Assigned task: Reproduce the records that follow without alteration, apart from removing the pictures.

Records:
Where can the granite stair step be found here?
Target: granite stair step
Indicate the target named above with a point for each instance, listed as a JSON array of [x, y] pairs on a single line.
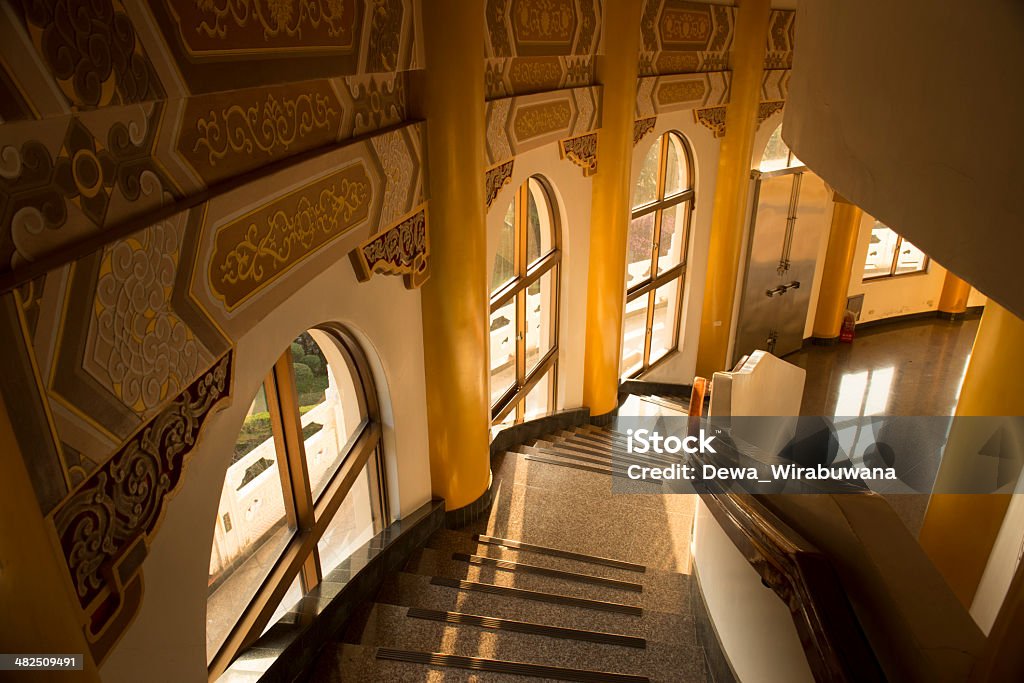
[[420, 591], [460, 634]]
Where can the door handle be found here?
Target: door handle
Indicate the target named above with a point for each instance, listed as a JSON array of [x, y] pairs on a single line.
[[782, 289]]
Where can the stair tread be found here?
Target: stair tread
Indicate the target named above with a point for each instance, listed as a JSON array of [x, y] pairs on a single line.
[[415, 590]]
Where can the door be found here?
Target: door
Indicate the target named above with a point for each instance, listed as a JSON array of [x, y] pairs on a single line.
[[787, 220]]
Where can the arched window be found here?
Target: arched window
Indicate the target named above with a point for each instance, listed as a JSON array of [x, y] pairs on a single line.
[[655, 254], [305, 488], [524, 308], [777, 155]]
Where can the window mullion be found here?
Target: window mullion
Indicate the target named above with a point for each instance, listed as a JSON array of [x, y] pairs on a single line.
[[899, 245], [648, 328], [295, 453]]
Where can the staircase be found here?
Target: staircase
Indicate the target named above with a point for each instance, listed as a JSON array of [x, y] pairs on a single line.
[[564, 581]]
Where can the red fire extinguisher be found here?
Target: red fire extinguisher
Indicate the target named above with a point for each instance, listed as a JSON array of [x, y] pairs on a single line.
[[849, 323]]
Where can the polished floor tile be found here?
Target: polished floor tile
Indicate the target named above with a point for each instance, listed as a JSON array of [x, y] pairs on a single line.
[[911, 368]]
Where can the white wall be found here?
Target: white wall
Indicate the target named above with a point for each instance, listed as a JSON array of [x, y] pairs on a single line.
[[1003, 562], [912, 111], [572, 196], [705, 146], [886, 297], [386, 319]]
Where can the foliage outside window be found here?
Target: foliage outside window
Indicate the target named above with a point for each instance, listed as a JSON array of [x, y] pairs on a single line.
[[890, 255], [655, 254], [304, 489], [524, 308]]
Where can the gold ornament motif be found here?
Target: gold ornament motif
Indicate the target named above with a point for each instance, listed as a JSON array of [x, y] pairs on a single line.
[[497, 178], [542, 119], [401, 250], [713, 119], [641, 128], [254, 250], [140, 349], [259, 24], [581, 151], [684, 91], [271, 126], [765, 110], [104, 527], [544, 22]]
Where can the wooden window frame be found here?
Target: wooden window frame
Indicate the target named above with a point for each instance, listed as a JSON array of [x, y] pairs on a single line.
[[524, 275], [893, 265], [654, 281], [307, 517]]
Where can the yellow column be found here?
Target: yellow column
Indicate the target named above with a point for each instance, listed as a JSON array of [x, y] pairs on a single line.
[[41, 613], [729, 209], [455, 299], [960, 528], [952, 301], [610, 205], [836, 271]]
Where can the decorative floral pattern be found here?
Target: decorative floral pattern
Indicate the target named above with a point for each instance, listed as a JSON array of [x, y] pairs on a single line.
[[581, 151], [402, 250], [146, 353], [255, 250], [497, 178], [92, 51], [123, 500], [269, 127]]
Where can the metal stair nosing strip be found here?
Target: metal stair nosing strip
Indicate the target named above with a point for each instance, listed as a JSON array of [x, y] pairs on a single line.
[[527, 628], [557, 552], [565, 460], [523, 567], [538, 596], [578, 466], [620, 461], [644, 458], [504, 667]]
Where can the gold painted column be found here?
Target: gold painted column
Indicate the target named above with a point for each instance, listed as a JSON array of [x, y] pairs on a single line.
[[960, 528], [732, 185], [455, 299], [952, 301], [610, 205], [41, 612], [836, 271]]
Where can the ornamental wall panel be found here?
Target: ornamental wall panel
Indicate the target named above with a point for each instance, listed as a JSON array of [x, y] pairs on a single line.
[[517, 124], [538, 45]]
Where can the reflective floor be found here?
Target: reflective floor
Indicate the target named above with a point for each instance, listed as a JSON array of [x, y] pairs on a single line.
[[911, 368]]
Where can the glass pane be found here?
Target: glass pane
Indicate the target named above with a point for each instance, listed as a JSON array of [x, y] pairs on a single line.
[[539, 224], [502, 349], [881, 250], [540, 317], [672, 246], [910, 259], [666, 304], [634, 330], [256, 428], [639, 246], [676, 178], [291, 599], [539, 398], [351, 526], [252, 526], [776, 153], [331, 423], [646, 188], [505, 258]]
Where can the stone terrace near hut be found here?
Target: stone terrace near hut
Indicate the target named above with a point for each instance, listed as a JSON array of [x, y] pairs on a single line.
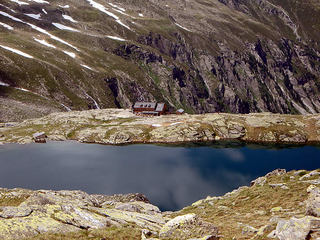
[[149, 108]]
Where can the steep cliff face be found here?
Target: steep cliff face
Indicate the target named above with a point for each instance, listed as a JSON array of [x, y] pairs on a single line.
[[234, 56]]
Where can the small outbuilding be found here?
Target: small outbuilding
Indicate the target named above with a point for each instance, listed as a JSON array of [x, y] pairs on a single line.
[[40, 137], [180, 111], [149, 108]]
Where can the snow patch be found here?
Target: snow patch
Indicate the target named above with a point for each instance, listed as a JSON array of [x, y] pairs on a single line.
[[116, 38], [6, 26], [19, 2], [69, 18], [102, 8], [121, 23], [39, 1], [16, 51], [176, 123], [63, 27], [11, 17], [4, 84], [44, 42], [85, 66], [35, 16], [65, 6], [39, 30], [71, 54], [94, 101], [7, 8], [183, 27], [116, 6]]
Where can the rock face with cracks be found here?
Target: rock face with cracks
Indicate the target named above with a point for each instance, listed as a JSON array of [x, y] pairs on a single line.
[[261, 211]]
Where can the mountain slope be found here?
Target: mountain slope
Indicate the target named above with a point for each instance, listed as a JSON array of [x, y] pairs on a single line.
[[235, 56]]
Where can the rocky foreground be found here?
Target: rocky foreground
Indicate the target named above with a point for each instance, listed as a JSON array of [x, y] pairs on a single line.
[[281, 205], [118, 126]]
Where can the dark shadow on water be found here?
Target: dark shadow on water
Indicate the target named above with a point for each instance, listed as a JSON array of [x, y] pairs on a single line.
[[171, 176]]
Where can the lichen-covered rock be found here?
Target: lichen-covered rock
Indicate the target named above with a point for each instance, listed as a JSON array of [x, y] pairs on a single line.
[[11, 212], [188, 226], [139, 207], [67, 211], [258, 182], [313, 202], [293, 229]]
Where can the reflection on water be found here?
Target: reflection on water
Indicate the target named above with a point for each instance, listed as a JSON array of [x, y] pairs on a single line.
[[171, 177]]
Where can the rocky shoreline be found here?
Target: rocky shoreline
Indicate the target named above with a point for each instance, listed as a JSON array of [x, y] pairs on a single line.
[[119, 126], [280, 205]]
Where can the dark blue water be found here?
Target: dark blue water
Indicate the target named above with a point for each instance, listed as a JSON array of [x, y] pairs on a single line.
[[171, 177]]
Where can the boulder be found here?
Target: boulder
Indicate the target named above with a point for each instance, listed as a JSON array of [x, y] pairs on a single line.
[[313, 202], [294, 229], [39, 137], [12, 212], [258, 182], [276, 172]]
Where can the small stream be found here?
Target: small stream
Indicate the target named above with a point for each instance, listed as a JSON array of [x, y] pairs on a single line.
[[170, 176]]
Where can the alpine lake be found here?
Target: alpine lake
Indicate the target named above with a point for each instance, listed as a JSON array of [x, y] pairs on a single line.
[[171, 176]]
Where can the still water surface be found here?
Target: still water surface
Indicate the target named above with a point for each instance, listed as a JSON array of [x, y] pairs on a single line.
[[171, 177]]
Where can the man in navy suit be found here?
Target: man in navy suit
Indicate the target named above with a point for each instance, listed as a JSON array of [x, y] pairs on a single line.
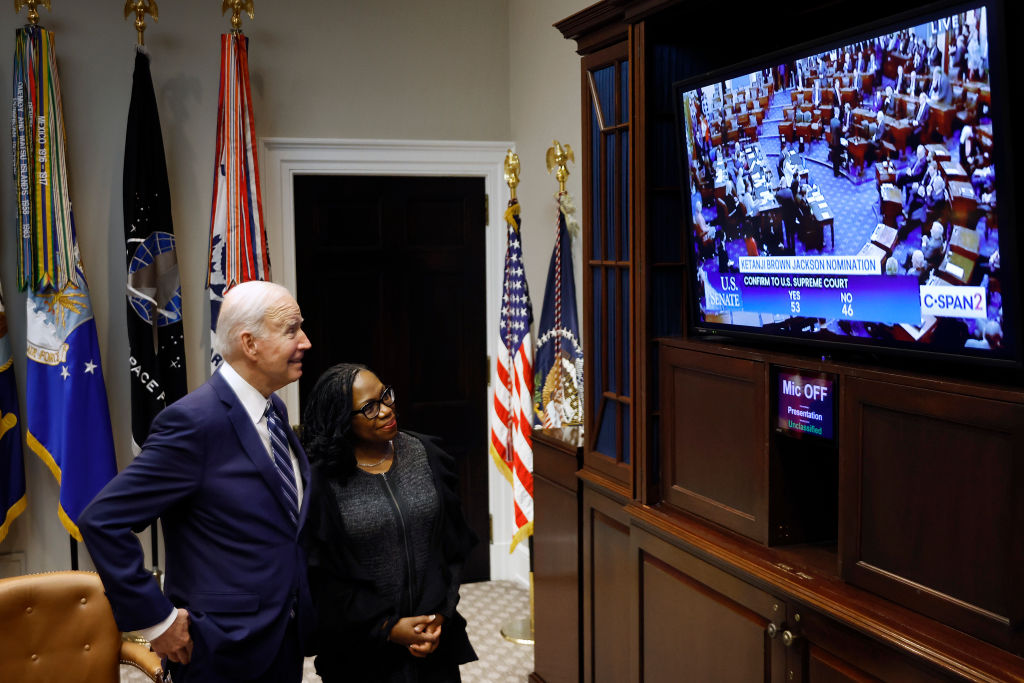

Output:
Where can the granite stair step be found here?
Target: granite stair step
Indicate the target named above with a point for each instance, listed as a JSON array of [x, y] pairs on a single line.
[[420, 591], [460, 634]]
Where can the door handle be found here?
Target: door handle
Indicate the target named above with a point for each instance, listed as a JSON array of [x, y] pairs on a single line.
[[782, 289]]
Where can the stair tread be found here?
Target: stair tread
Indicate the target named above with a point for each instance, listed as a JSON array of [x, y] pairs on a single line.
[[415, 590]]
Where can the door be found here?
Target: door
Indicate the target named above with a point for each instance, listed as a JSON array of [x, y] pairs on a single line.
[[787, 220]]
Where can the arched window be found here?
Target: arched window
Indicate the target named above with a point for each instance, listed as a JSON array of [x, y] pairs on a single line.
[[655, 254], [305, 488], [524, 308], [777, 155]]
Where can the window mullion be found here?
Target: window mullion
Indicate the target named above with a point for each instance, listed as a JSON array of [x, y] pairs on a single line.
[[899, 245], [648, 328], [295, 453]]
Where can the staircase be found here?
Target: staircase
Indicate the target named above with a point for each instance, listed as a JSON array of [x, y] pairs on a single line.
[[564, 581]]
Where can the red fire extinguisher be found here?
Target: red fire extinguisher
Indicate the target named above with a point for each instance, listed as a JSON array of [x, y] pairs on a single line.
[[849, 323]]
Where can the polished floor tile be found here?
Target: polished floor tile
Indicate the target named above with a point for each instance, listed as a JSON array of [x, y] pairs on a single line.
[[911, 368]]
Where can the white wall be found here?
Target: white wall
Indicate the target named above with a point for each instance, listed as a JSON array of [x, y] pairs on a single line.
[[1003, 562], [912, 111], [572, 196], [705, 146], [886, 297], [386, 319]]
Where can the foliage outside window be found here?
Target: foliage outside window
Indicate the target named above with a point for each instance, listed as a JSON array of [x, y] pairs on a single line.
[[890, 255], [655, 254], [304, 489], [524, 308]]
Where can the gold ornament motif be found here?
Target: gold ornament motif
Indicate the target named above with a point for each instance, listed as a JSON array of [x, y] pairs on a single line.
[[497, 178], [542, 119], [401, 250], [713, 119], [641, 128], [254, 250], [140, 349], [259, 24], [581, 151], [684, 91], [271, 126], [765, 110], [104, 527], [544, 22]]
Where can the wooden window frame be found here?
Target: wooden window frame
Indicate the target named above with a point for each instance, listed as a JSON array of [x, y] pairs on a single line.
[[524, 275], [893, 265], [654, 281], [307, 517]]
Where can the yellow column be found here?
Target: yellow column
Indicate the target named above with a point for each instance, listed as a JSON array of [x, y] pairs on a single line.
[[41, 613], [729, 209], [455, 299], [960, 528], [952, 301], [610, 205], [836, 271]]
Where can the decorative floral pattern be found here?
Target: decorative floral pattern
Indicate the target named above with a point for each instance, listed as a JSON array of [x, y] pairs on a single line.
[[581, 151], [402, 250], [146, 353], [255, 250], [497, 178], [92, 51], [123, 500], [269, 127]]
Where can the metal stair nosing strip be found here?
Target: metal stair nosing strip
Indicate the target named above with a point for each instance, listed as a JSON array of [x, y] pairs on a single line.
[[527, 628], [557, 552], [565, 460], [523, 567], [538, 596], [578, 466], [620, 461], [644, 458], [504, 667]]
Where can the gold painted column be found here?
Target: gold painted column
Indicate the target named above with a point for each instance, listed as a JSON array of [x, y] pairs on a single line.
[[960, 528], [732, 185], [455, 299], [952, 301], [610, 205], [41, 612], [836, 271]]
Where can the ornamental wall panel be found here?
Target: ornamental wall panel
Indicate the target named above with a point for each instance, listed as a JSON array of [x, y] pairs on a single line.
[[517, 124], [538, 45]]
Where can the reflective floor be found here?
Target: reflective floor
Indicate the target named above with a point for each instance, listed as a JSON array of [x, y] pairs on a single line.
[[911, 368]]
Where can the glass pane be found here?
Target: glass pane
Indicate the target named above with a point for each instance, listed as a JSON array of [x, y] pairs on a single line.
[[539, 224], [502, 349], [881, 250], [540, 317], [672, 246], [910, 259], [666, 304], [634, 330], [256, 428], [639, 246], [676, 178], [291, 599], [539, 398], [351, 526], [252, 526], [776, 153], [331, 423], [646, 188], [505, 258]]
Where can the stone terrace near hut be found here?
Target: stone terrace near hut
Indicate the target named above with a point for each instance, listed as a JSON array of [x, y] pairs on a single line.
[[149, 108]]
Where can the steep cliff face be found here?
Target: steep cliff face
Indicate the target named above with a point for each instance, listed as a JSON array of [x, y] pairs on a single line.
[[234, 56]]
Where can the small outbuilding be found here?
Target: small outbuilding
Indicate the target named above with a point for each instance, listed as a JSON array of [x, y] pairs on a single line.
[[40, 137], [180, 111], [149, 108]]
Where can the snow patch be found here?
Target: snow patch
Indicate the target named above with a point for each instance, listed as a JSON array of [x, y] pairs on a single line.
[[116, 38], [6, 26], [19, 2], [69, 18], [102, 8], [121, 23], [39, 1], [16, 51], [176, 123], [63, 27], [11, 17], [4, 84], [44, 42], [85, 66], [35, 16], [65, 6], [39, 30], [71, 54], [94, 101], [7, 8], [183, 27], [116, 6]]
Where can the rock face with cracks be found here?
Target: rock face with cracks
Indicate the target named above with a point for each instance, listed as a JSON array of [x, y] pairs on a single line.
[[261, 211]]
Where can the mountain slope be found here?
Target: mountain slope
Indicate the target named above with a point for each instance, listed as a JSON array of [x, y] pairs on a single line.
[[235, 56]]
Where can the rocky foreground be found here?
Target: rocky foreground
Indicate the target named above with a point for each instance, listed as a JSON array of [x, y] pairs on a single line.
[[281, 205], [118, 126]]
Where can the dark shadow on water be found here?
Target: dark shadow on water
Indicate the target named above with a point for each instance, listed as a JSON array of [x, y] pairs on a single line.
[[171, 176]]
Where can the lichen-covered rock be found here?
Target: lichen-covered rock
Indicate the target named above with a point for each instance, listed as a JSON array of [x, y] pairs on a single line.
[[11, 212], [188, 226], [139, 207], [67, 211], [258, 182], [313, 202], [293, 229]]
Where can the reflection on water be found here?
Target: reflection on water
Indicate the target named above with a point for each instance, listed as a JSON array of [x, y] pairs on a single line.
[[171, 177]]
Where can the rocky shoreline be found here?
Target: rocky shoreline
Indicate the target named above with a point for each instance, listed as a JSON array of [x, y] pairs on a single line.
[[119, 126], [280, 205]]
Where can the dark blue water be found here?
Target: dark blue water
Indicate the target named above with a point for each instance, listed as a JSON array of [x, y] pairs on a single line.
[[171, 177]]
Where can the boulder be found here?
Target: boulder
Indicate the target named above with a point for each instance, listed as a JSON array of [x, y] pairs on a single line.
[[313, 202], [294, 229], [39, 137], [12, 212], [258, 182], [276, 172]]
Where can the small stream be found here?
Target: small stream
Indicate the target named above with a point for each instance, listed as a JSON array of [x, y] pairs on a single line.
[[170, 176]]
Where can the alpine lake be found here?
Target: alpine lake
Indicate the target named above with a point for each instance, listed as a JSON array of [x, y] pairs on a single line.
[[171, 176]]
Where can the still water surface be found here?
Target: still water surface
Indicate the target named above with a point for each instance, listed as a JSON array of [x, y] pairs on a single line.
[[171, 177]]
Where can the man in navy suit be found here?
Target: man in navy suit
Indicate the target named above with a point for each instance, listed as a JSON array of [x, y] pairs on a single line.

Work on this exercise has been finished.